Your instructions -> Reproduce without any change the stretch from the start of the items below through the line that contains "382 135 L 401".
# Exercise data start
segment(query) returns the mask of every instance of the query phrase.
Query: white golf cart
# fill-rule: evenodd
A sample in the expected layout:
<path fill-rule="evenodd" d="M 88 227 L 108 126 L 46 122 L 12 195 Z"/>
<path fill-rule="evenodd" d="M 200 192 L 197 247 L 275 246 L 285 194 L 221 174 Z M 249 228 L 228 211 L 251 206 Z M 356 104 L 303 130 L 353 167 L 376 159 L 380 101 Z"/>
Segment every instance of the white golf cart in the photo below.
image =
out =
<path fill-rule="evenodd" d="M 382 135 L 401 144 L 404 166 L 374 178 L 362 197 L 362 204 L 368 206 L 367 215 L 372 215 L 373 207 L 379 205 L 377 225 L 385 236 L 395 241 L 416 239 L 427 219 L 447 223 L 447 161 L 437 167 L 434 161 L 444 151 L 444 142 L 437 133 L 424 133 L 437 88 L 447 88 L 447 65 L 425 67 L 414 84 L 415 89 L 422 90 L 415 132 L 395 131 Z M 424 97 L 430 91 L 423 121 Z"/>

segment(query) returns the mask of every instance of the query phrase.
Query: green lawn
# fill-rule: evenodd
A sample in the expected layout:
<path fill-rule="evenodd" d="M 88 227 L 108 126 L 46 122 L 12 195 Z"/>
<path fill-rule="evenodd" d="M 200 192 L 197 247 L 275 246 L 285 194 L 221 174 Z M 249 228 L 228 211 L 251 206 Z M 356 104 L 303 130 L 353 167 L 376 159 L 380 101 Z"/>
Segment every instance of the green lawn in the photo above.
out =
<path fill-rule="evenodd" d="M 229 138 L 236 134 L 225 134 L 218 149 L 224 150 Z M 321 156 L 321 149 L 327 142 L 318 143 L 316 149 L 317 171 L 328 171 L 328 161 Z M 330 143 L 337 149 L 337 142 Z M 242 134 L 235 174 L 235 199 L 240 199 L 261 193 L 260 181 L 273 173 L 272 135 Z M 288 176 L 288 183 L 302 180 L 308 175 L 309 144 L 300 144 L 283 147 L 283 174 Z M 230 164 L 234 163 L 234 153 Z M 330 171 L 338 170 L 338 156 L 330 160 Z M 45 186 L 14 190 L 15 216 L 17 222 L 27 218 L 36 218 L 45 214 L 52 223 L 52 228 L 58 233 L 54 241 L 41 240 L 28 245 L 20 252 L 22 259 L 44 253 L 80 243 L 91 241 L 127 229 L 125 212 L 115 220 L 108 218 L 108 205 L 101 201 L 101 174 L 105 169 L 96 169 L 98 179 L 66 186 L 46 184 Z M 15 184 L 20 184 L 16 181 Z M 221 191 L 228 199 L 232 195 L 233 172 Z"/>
# Exercise data end
Response for this exercise ->
segment(query) returns the mask of every instance of the query phrase.
Query: white golf cart
# fill-rule: evenodd
A sample in the expected layout:
<path fill-rule="evenodd" d="M 88 227 L 108 126 L 46 122 L 12 195 Z"/>
<path fill-rule="evenodd" d="M 200 192 L 197 247 L 275 246 L 285 194 L 221 174 Z M 249 228 L 228 211 L 251 206 Z M 356 104 L 303 130 L 353 167 L 376 159 L 380 101 Z"/>
Segment every instance of the white golf cart in the photo below.
image =
out =
<path fill-rule="evenodd" d="M 382 135 L 401 144 L 404 166 L 374 178 L 362 197 L 362 204 L 368 206 L 367 215 L 372 215 L 373 207 L 379 205 L 377 225 L 385 236 L 395 241 L 416 239 L 427 219 L 447 223 L 447 161 L 437 167 L 434 161 L 444 151 L 444 142 L 437 133 L 424 133 L 437 88 L 447 88 L 447 65 L 425 67 L 414 84 L 415 89 L 422 90 L 415 132 L 395 131 Z M 424 97 L 430 91 L 423 121 Z"/>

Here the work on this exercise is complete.